━━ Extrait du document ━━

Filant au cœur de la nuit nous étions en communion, personne ne disait mot, voulant saisir cet instant de magie pour le stocker à jamais dans sa mémoire. Stevie pleure son amour disparu, mais peu importe les paroles, reste cette voix qui nous prend tous et nous emporte. Le moment est magique, on souhaiterait qu’il continue, quitte à refaire le tour de la ville.

La musique a ce pouvoir de marquer les instants de la vie et à jamais, enfin pour moi, à l’écoute, se rappeler exactement un instant. C’est un film qui se déroule pendant que la chanson s’écoule.
Bien sûr pour moi ce sont surtout les groupes américains et anglais des années 60/70.

Cette fille que j’ai prise en stop pour faire une cinquantaine de km. Après les présentations d’usage, voyant la discussion tourner court, j’ai mis une cassette de Crosby, Still, Nash & Young. La lune brillait sur la route, nous descendions des lacets; l’astre, à travers les arbres, jouait sur nous des ombres chinoises. La nuit était calme nous enveloppant de son manteau à notre passage. Nous étions silencieux et les voix en cœur du groupe collaient exactement à l’instant, nous transportant dans nos rêves.

A l’arrivée la fille m’a juste dit « merci pour cet instant magique ».Je n’ai jamais revu cette personne mais à chaque fois que je mets CSNY je m’en souviens. Peut être que cette fille ressent la même chose après des années.

Nous roulions sur la route des vacances, la cassette nous inondait d'envolées de guitare d'Uriah Heep. La Simca 1100 blanche filait sa route. Derrière trois copains, copines silencieux; à mes côtés, toi. Nous étions en symbiose tous les cinq. La musique, le soleil, la route ; au loin la mer et l’horizon de liberté. Tout était possible en cet instant.

━━━
━━ Informations fournies ━━

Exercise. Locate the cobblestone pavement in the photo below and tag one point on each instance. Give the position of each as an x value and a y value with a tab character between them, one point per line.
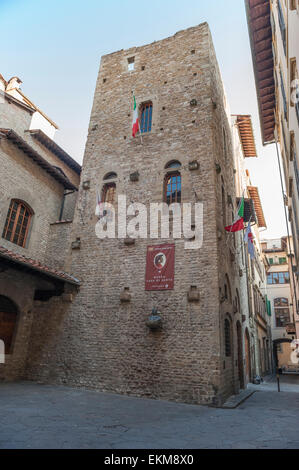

━━━

▸ **Votre objectif**: Recopiez intégralement l'extrait sur les souvenirs liés à la musique, sans rien y modifier.

▸ **Réponse**:
Filant au cœur de la nuit nous étions en communion, personne ne disait mot, voulant saisir cet instant de magie pour le stocker à jamais dans sa mémoire. Stevie pleure son amour disparu, mais peu importe les paroles, reste cette voix qui nous prend tous et nous emporte. Le moment est magique, on souhaiterait qu’il continue, quitte à refaire le tour de la ville.

La musique a ce pouvoir de marquer les instants de la vie et à jamais, enfin pour moi, à l’écoute, se rappeler exactement un instant. C’est un film qui se déroule pendant que la chanson s’écoule.
Bien sûr pour moi ce sont surtout les groupes américains et anglais des années 60/70.

Cette fille que j’ai prise en stop pour faire une cinquantaine de km. Après les présentations d’usage, voyant la discussion tourner court, j’ai mis une cassette de Crosby, Still, Nash & Young. La lune brillait sur la route, nous descendions des lacets; l’astre, à travers les arbres, jouait sur nous des ombres chinoises. La nuit était calme nous enveloppant de son manteau à notre passage. Nous étions silencieux et les voix en cœur du groupe collaient exactement à l’instant, nous transportant dans nos rêves.

A l’arrivée la fille m’a juste dit « merci pour cet instant magique ».Je n’ai jamais revu cette personne mais à chaque fois que je mets CSNY je m’en souviens. Peut être que cette fille ressent la même chose après des années.

Nous roulions sur la route des vacances, la cassette nous inondait d'envolées de guitare d'Uriah Heep. La Simca 1100 blanche filait sa route. Derrière trois copains, copines silencieux; à mes côtés, toi. Nous étions en symbiose tous les cinq. La musique, le soleil, la route ; au loin la mer et l’horizon de liberté. Tout était possible en cet instant.